--- TASK OBJECTIVE ---
Copy every record exactly.

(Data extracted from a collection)
******

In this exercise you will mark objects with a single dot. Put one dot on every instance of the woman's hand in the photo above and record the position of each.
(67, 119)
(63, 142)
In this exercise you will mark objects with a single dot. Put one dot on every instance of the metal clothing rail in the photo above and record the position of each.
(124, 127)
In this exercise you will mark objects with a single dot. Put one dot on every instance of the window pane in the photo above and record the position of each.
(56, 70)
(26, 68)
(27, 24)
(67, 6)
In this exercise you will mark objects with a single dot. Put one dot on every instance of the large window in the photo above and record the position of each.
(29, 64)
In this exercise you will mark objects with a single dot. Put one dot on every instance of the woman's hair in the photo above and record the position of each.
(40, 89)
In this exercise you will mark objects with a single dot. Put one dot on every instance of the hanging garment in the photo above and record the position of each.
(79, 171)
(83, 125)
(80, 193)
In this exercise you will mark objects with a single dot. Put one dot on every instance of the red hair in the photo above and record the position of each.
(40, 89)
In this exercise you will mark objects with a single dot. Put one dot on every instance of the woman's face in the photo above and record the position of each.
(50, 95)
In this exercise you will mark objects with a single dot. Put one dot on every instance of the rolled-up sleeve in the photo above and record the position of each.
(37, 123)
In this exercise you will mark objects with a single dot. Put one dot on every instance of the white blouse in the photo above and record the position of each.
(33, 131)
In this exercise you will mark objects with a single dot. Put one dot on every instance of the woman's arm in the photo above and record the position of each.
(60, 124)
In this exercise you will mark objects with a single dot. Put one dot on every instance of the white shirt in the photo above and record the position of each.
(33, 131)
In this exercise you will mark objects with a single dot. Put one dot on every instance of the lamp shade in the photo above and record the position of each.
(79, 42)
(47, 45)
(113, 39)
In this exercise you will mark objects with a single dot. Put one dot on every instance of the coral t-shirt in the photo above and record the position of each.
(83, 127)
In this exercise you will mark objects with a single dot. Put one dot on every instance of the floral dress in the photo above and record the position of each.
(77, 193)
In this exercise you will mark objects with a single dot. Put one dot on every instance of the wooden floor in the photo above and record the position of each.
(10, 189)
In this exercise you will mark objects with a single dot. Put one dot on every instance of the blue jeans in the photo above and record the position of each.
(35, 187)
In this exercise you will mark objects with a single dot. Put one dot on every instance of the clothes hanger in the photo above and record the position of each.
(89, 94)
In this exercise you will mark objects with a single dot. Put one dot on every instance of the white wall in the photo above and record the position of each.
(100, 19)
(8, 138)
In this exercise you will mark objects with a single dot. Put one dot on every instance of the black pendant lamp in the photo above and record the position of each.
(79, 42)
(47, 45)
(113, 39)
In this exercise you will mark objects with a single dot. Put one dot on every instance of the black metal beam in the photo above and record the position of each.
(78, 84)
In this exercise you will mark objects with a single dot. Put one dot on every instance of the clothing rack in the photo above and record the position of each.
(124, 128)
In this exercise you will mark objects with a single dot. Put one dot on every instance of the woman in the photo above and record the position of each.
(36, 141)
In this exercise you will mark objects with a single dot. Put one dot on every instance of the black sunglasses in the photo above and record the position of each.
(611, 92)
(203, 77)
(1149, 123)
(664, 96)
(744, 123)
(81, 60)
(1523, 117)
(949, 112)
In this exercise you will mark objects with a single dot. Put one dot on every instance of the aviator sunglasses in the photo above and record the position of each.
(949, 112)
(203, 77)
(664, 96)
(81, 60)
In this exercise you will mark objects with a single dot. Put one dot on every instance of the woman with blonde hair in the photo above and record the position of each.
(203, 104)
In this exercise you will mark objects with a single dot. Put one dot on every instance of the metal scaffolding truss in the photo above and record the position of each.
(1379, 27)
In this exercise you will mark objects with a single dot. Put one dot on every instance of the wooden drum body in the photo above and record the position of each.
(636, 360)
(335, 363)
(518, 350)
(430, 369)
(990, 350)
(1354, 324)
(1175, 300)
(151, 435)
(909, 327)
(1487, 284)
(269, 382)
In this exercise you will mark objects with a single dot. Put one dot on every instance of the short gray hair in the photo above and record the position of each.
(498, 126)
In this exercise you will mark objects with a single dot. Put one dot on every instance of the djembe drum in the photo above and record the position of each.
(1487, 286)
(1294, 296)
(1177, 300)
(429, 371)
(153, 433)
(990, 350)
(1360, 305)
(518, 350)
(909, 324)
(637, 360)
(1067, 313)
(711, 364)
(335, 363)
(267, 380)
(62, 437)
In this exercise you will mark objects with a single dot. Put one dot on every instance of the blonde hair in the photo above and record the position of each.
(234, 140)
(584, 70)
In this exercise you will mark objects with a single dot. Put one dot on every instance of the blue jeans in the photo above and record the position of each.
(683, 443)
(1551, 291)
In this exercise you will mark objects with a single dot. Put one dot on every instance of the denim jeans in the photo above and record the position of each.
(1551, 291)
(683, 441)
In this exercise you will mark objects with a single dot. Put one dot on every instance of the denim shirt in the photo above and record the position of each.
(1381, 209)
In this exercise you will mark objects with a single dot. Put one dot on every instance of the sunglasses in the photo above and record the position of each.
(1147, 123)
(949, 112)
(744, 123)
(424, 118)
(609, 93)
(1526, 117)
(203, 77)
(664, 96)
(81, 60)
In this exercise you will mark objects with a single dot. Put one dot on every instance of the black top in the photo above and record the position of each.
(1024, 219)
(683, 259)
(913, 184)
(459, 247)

******

--- SOLUTION TO THIS PROBLEM ---
In this exercise you will mark objects with a single dot. Put one dot on every instance of the woman's hand in the photo above and record the position of each.
(67, 119)
(63, 142)
In this exercise you will mark objects with a single dot. Put one dot on every instance of the metal clothing rail in the photo above and record the position of each.
(124, 127)
In this exercise you will mark objects with a single dot. Put one dot on every instance of the window pane in the photo above and record the position of each.
(56, 70)
(26, 68)
(27, 24)
(67, 6)
In this exercise you will mark objects with a single dot. Put one dot on every instance of the large window in the photo above and record the position of each.
(29, 64)
In this exercise you will mark objects with a single dot. Put one dot on every instance of the woman's hair in the photo above and record the position of each.
(40, 89)
In this exercise you will mark objects with a single dot. Put one dot on every instance of the hanging garment in the photo above and record the position of each.
(79, 171)
(83, 125)
(80, 193)
In this exercise you will mark objects with a single dot. Put one dot on every instance of the red hair in the photo above and record the position of each.
(40, 89)
In this exercise you will mark objects with a single dot. Put one dot on every instance of the woman's face in the photo above and record the position of each.
(50, 95)
In this exercise you will mark objects with a single dot. Put one dot on every instance of the rolled-up sleeve in the photo above and record the position of each.
(37, 123)
In this exercise you will mark objects with a single dot. Put one dot on every instance of the white blouse in the photo above and record the position of each.
(33, 131)
In this exercise you will mark objects with a single dot. Put one dot on every instance of the woman's arm in the photo above and record the position of each.
(60, 124)
In this exercise you will mark objects with a single dot. Put one dot on every instance of the white shirt in the photo above and record the position of each.
(33, 131)
In this exercise you will mark objects with a single dot. Put one dot on every instance of the lamp shade in the photo above and record the position of each.
(79, 42)
(47, 45)
(113, 39)
In this exercise you will mark objects with a single dot. Put one dot on every instance of the coral t-shirt in the photo above and record the position of each.
(83, 127)
In this exercise you will mark objects with a single dot. Put one dot on every instance of the floral dress in the photo above and record the position of each.
(77, 193)
In this exercise you will mark objects with a single dot. Put one dot on every instance of the wooden floor in the photo above and record the position of each.
(10, 189)
In this exercise you will mark objects with a single dot. Put one dot on every instance of the blue jeans in the photo above and record the position of each.
(35, 187)
In this exercise you will mark objects with a single dot. Put one dot on every instance of the clothes hanger in the photo above and record the position of each.
(89, 94)
In this exercise you will mark objects with a single dot. Put one dot on every instance of the white wall in the photo above and record the position of each.
(100, 19)
(8, 138)
In this exercise you will mark objects with a single dot. Put one dot on every instance of the black pendant lamp in the photo above and record the position of each.
(79, 42)
(47, 45)
(113, 39)
In this exercise you will mark objects with a single dot. Put one dot on every instance of the black metal beam in the photo above and record the position of each.
(78, 84)
In this exercise you will mark objects with a single dot. Put one dot on every instance of the clothing rack in the photo above and record the position of each.
(124, 128)
In this exercise you will mark objects with a single dot. Put one dot on every instance of the woman in the photo above and record the position of each.
(36, 141)
In this exercise you will mark objects with a single dot. Put one dot on every instance of the black sunglasses in the photo above and record the position of each.
(611, 92)
(203, 77)
(1149, 123)
(664, 96)
(744, 123)
(81, 60)
(1523, 117)
(949, 112)
In this exercise you will mark objects with a single dot. Put one dot on every instance of the aviator sunglasses in the photo above and record the position of each.
(949, 112)
(203, 77)
(664, 96)
(81, 60)
In this exercise you will mark objects with a single dot. Put one dot on every instance of the woman with blonde hair in the photo above and record the position of each.
(203, 104)
In this exercise you will mark objects with a single dot. Put one dot on every instance of the metal scaffolding truss in the photo above and record the position of each.
(1379, 27)
In this exercise you will mark objects with a single dot. Put one dot on every instance of the wooden drum body in the photo above and record the position of each.
(636, 360)
(335, 363)
(518, 350)
(430, 369)
(990, 350)
(1354, 324)
(1175, 300)
(151, 435)
(909, 327)
(1487, 284)
(269, 382)
In this exercise you will mark objects with a single dot. Put one dot on every instance of the short gray hair in the photo above and record the position of each.
(498, 126)
In this exercise you will mark objects with a single dot. Put one dot on every instance of the djembe drum in the photo above and record the position of each.
(1487, 286)
(1294, 296)
(1177, 300)
(429, 371)
(153, 433)
(990, 350)
(1360, 305)
(518, 350)
(909, 324)
(637, 360)
(1067, 313)
(711, 364)
(335, 363)
(267, 380)
(62, 437)
In this exercise you will mark objects with a single dot. Put one dot on every instance of the blonde hair in the photo above and record the position of each.
(234, 140)
(584, 70)
In this exercise you will mark objects with a single dot. Put one dot on every instance of the blue jeans in the photo above and record the position of each.
(683, 443)
(1551, 291)
In this exercise you will mark objects with a single dot. Put one dot on every instance of the denim jeans in the photo above and record the position of each.
(1551, 291)
(683, 441)
In this exercise you will mark objects with a single dot. Put one dot on every instance of the denim shirt in the photo above and record the position of each.
(1381, 209)
In this exercise you will mark objects with a single dot. Put one dot on every instance of the sunglasses in the photo above and record the position of each.
(1147, 123)
(949, 112)
(744, 123)
(424, 118)
(609, 93)
(1526, 117)
(203, 77)
(664, 96)
(81, 60)
In this exercise you will mark objects with a single dot. Put one dot on every instance of the black top in the photo above and record the position of each.
(1024, 219)
(683, 259)
(913, 184)
(459, 247)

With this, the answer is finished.